Objective -> How many of the lines below contain the word "white"? Reply with the number alone.

------------

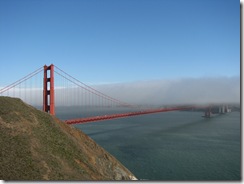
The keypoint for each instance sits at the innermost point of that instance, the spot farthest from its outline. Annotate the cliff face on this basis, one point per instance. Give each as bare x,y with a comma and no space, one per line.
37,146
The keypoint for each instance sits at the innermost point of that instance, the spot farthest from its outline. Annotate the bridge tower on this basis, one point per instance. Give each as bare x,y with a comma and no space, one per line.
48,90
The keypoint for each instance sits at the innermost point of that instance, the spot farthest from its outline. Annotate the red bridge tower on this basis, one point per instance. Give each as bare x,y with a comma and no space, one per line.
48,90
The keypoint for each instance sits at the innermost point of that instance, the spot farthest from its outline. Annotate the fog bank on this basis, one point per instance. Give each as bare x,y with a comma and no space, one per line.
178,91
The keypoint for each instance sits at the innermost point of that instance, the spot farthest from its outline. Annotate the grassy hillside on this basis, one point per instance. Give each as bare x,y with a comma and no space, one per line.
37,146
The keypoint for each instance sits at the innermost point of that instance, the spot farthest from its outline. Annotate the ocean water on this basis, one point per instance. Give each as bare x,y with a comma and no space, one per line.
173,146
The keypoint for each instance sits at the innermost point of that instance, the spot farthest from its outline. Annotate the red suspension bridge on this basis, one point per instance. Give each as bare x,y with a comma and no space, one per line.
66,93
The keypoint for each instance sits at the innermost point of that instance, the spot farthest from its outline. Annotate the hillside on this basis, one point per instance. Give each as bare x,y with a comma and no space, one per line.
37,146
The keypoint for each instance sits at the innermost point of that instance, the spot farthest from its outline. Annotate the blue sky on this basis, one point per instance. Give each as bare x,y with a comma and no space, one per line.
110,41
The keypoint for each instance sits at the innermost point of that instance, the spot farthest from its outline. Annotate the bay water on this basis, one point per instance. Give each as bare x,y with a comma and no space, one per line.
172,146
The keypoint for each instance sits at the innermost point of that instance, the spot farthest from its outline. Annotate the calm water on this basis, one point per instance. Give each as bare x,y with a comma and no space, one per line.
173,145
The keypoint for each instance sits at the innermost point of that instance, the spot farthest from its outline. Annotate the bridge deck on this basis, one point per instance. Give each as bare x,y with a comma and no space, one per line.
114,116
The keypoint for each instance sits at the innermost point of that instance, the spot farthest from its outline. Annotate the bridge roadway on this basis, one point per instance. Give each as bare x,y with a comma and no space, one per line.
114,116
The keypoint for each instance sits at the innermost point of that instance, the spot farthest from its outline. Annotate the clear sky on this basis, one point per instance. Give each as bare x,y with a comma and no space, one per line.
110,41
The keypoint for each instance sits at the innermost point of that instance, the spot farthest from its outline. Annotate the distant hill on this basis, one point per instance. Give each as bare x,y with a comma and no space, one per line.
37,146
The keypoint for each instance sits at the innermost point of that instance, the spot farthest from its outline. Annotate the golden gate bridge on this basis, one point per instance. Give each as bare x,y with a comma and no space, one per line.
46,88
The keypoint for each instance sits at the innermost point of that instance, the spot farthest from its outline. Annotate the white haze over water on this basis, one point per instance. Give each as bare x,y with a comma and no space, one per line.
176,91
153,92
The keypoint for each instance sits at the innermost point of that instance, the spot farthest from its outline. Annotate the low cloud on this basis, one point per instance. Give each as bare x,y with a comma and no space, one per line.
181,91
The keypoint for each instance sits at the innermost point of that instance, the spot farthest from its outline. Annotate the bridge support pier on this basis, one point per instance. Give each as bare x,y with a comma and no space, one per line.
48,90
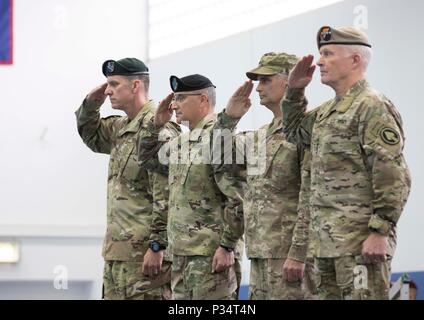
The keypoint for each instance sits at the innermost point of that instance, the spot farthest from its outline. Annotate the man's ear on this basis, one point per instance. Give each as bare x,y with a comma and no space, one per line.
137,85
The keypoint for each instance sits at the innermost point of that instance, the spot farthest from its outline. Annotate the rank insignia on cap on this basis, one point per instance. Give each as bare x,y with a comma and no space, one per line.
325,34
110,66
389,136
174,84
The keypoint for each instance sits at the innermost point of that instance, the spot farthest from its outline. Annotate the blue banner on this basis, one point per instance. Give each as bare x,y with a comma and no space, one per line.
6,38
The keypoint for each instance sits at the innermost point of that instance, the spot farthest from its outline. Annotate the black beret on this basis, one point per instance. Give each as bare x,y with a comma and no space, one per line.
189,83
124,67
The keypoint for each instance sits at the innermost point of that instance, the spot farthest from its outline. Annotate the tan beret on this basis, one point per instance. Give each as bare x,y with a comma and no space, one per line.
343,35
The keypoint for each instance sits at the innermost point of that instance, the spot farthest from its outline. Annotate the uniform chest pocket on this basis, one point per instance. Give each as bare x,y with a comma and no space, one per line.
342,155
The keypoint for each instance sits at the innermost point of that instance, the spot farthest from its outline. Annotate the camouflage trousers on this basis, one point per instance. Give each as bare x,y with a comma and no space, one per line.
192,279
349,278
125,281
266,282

------------

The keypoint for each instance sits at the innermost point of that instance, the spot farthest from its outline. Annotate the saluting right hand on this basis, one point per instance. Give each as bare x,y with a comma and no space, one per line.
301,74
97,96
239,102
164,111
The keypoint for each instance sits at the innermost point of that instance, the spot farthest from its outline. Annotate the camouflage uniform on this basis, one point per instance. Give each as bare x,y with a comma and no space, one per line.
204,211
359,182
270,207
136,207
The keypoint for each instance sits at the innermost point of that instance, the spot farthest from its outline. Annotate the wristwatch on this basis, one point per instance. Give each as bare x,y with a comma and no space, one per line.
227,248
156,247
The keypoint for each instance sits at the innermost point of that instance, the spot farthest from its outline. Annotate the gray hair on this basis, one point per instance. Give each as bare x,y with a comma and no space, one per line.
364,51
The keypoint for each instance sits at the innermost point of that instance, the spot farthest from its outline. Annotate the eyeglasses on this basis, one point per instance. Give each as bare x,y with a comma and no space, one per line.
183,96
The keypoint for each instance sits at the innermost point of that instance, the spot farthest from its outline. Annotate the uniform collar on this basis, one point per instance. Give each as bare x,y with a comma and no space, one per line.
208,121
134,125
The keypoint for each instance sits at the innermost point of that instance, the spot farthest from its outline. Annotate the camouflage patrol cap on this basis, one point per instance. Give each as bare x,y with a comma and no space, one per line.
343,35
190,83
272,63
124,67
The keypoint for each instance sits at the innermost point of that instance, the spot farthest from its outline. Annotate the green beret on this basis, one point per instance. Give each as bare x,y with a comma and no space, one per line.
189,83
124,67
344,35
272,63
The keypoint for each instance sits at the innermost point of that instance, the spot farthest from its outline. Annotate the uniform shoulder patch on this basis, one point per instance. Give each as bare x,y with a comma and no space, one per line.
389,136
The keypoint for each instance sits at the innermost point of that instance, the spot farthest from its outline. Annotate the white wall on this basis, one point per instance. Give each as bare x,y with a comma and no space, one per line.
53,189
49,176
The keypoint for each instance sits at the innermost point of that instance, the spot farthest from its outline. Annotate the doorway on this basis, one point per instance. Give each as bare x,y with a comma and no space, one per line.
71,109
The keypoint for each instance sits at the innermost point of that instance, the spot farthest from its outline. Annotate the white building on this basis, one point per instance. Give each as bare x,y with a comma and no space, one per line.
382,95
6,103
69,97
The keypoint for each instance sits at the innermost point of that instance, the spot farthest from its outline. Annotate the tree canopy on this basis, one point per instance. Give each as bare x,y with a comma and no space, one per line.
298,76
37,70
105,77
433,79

------------

Result of the exercise -> 3